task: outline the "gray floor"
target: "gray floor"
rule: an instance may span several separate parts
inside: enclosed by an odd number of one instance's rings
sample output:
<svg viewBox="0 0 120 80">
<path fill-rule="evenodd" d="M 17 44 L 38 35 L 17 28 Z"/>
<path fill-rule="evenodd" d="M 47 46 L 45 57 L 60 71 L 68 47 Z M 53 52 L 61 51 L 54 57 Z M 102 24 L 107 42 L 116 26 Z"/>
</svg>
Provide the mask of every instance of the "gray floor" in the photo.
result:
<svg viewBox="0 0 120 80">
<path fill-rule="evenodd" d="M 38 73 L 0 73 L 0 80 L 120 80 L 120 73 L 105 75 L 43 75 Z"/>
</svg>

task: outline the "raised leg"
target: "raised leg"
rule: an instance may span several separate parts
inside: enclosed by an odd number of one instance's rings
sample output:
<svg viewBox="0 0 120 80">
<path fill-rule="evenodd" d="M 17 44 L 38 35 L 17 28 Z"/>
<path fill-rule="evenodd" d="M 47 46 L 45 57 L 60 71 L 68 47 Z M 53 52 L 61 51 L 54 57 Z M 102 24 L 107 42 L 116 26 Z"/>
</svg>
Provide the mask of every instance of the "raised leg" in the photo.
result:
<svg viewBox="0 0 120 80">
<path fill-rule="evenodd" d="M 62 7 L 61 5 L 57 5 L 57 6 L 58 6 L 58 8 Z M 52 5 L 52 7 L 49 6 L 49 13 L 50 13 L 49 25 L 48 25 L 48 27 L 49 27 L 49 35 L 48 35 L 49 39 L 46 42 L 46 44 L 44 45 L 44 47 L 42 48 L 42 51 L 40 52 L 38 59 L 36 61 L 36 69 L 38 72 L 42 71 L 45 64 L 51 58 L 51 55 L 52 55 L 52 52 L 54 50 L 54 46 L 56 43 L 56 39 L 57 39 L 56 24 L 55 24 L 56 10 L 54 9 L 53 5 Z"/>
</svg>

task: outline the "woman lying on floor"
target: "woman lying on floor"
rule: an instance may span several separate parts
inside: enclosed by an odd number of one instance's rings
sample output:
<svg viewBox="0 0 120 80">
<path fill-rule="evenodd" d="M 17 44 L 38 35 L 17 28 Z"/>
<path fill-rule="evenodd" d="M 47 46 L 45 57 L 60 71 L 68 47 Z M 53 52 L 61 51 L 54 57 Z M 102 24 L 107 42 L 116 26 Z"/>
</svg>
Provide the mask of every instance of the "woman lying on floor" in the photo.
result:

•••••

» Goal
Write out every entry verbatim.

» Correct answer
task: outline the "gray floor"
target: "gray floor"
rule: an instance may span several separate parts
inside: enclosed by an odd number of one instance's rings
sample output:
<svg viewBox="0 0 120 80">
<path fill-rule="evenodd" d="M 17 44 L 38 35 L 17 28 Z"/>
<path fill-rule="evenodd" d="M 47 46 L 45 57 L 60 71 L 68 47 Z M 53 52 L 61 51 L 54 57 Z M 102 24 L 107 42 L 116 26 Z"/>
</svg>
Provide the mask of every instance of the "gray floor" in the photo.
result:
<svg viewBox="0 0 120 80">
<path fill-rule="evenodd" d="M 38 73 L 0 73 L 0 80 L 120 80 L 120 73 L 105 75 L 43 75 Z"/>
</svg>

task: outline the "raised leg"
target: "raised leg"
rule: an instance may span several separate parts
inside: enclosed by an odd number of one instance's rings
sample output:
<svg viewBox="0 0 120 80">
<path fill-rule="evenodd" d="M 17 44 L 38 35 L 17 28 Z"/>
<path fill-rule="evenodd" d="M 47 46 L 45 57 L 60 71 L 68 47 Z M 53 52 L 61 51 L 54 57 Z M 102 24 L 107 42 L 116 26 Z"/>
</svg>
Provide the mask of every instance of the "raised leg" in the photo.
result:
<svg viewBox="0 0 120 80">
<path fill-rule="evenodd" d="M 62 7 L 61 5 L 57 5 L 57 6 L 58 6 L 58 8 Z M 52 5 L 52 7 L 49 6 L 49 13 L 50 13 L 49 25 L 48 25 L 48 27 L 49 27 L 49 35 L 48 35 L 49 39 L 46 42 L 46 44 L 44 45 L 44 47 L 42 48 L 42 51 L 40 52 L 38 59 L 36 61 L 36 69 L 38 72 L 42 71 L 45 64 L 51 58 L 51 55 L 52 55 L 52 52 L 54 50 L 54 46 L 56 43 L 56 39 L 57 39 L 56 24 L 55 24 L 56 10 L 54 9 L 53 5 Z"/>
</svg>

task: outline the "woman lying on floor"
target: "woman lying on floor"
rule: an instance may span several separate parts
inside: enclosed by an odd number of one instance's rings
sample output:
<svg viewBox="0 0 120 80">
<path fill-rule="evenodd" d="M 17 44 L 38 35 L 17 28 Z"/>
<path fill-rule="evenodd" d="M 47 46 L 45 57 L 60 71 L 68 47 Z M 53 52 L 61 51 L 54 57 Z M 102 24 L 107 42 L 116 26 Z"/>
</svg>
Provide the mask of every instance of the "woman lying on floor" in the photo.
result:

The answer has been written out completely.